Recorded data
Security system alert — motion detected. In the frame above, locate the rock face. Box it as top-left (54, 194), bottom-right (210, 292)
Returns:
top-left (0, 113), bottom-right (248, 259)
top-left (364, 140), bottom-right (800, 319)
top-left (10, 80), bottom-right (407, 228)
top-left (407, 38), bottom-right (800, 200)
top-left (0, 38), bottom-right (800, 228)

**Exercise requirements**
Rewrite the stretch of the records from the start through the line containing "top-left (407, 38), bottom-right (800, 200)", swapping "rock face" for "cliff" and leaving everything else unchanged. Give only those lines.

**Output for this exercise**
Security system alert — motion detected. In the frame above, locate the cliff. Box it as top-left (54, 194), bottom-right (210, 292)
Returns:
top-left (0, 113), bottom-right (248, 259)
top-left (364, 140), bottom-right (800, 319)
top-left (10, 80), bottom-right (407, 228)
top-left (407, 38), bottom-right (800, 200)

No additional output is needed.